* begin Provided information *

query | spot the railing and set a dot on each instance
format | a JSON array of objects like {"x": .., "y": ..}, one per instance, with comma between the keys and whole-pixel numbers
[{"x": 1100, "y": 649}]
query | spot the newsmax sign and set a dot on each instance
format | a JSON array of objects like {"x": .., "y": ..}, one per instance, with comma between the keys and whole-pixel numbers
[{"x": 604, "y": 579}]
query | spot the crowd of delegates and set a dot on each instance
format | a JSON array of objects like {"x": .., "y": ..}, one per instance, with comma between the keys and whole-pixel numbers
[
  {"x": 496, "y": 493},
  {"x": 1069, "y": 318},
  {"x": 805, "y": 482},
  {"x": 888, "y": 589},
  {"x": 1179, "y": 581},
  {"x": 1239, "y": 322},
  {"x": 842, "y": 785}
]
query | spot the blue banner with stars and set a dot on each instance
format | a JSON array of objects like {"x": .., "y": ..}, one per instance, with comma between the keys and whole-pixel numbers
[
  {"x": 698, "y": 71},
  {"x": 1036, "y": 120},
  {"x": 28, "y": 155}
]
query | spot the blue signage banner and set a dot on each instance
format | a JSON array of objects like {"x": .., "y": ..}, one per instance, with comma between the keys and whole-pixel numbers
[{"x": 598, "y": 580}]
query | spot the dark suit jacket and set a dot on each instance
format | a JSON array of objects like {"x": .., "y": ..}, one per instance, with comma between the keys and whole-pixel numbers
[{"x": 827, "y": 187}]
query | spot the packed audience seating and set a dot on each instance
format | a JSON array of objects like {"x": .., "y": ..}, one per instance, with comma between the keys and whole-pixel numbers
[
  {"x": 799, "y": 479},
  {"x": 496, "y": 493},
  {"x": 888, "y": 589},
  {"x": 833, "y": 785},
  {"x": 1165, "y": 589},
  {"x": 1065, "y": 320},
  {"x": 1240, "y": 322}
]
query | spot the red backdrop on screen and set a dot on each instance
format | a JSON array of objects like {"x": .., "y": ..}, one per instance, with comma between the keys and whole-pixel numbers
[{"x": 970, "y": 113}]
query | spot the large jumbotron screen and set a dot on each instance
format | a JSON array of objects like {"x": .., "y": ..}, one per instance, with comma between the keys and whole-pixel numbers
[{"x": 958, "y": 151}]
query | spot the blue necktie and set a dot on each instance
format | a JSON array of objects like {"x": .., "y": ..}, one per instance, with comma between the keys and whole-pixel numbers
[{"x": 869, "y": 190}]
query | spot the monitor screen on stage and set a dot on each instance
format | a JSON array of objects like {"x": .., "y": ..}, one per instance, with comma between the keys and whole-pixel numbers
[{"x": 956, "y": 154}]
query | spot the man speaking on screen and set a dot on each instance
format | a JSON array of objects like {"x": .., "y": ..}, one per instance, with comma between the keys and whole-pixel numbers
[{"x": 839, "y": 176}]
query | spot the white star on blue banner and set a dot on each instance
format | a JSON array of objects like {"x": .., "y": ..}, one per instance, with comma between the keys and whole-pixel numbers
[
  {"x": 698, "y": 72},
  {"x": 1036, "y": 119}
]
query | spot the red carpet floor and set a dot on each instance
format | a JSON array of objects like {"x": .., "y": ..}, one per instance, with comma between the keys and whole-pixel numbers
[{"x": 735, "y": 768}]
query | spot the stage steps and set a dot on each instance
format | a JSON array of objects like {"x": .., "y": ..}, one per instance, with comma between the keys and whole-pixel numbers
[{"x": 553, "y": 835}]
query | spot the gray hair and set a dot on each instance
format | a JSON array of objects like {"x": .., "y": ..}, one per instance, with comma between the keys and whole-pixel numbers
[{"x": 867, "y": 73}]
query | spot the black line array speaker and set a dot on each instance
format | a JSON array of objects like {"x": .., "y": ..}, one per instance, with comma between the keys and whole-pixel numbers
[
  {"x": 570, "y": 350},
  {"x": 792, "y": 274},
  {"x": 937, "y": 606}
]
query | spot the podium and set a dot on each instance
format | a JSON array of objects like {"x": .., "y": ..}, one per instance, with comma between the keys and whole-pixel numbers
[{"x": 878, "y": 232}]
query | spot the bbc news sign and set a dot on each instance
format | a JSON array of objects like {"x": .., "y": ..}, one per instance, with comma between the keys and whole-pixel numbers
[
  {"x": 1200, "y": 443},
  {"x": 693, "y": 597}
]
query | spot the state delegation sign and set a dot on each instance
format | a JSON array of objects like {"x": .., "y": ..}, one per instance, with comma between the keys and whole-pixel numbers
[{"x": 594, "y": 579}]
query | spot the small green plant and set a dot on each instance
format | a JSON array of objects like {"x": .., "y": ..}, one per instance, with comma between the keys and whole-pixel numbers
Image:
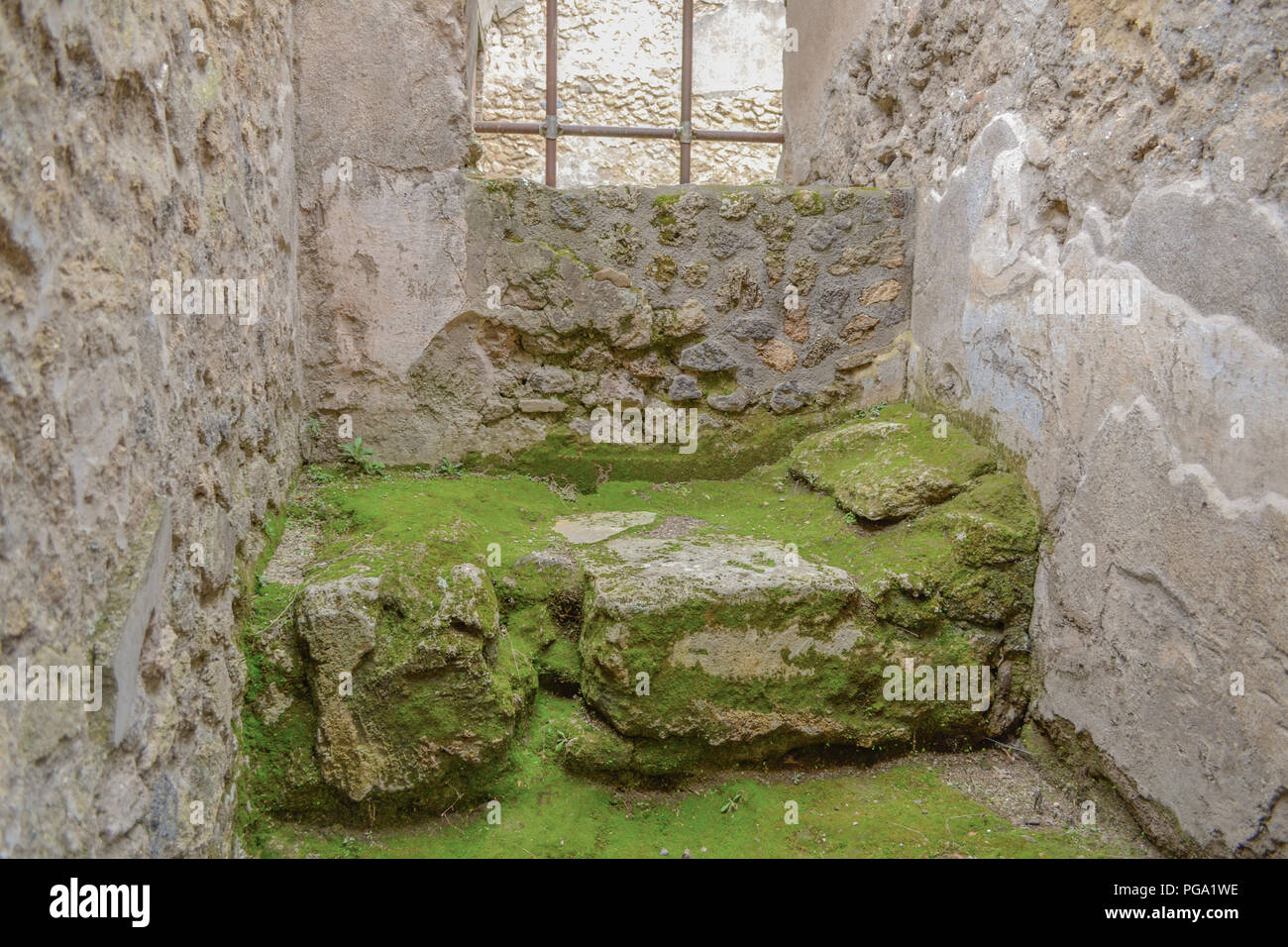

* end Provided information *

Aim :: Pull out every line of the rows above that contains the string "screen", copying each line in full. Matching is case-sensitive.

Task response ::
query | spot the red backdrop on screen and set a dot on each instance
query | spot the large jumbotron screen and set a dot on each instance
query | spot the monitor screen on stage and set a dot on each instance
query | spot the man speaking on screen and set a dot on each instance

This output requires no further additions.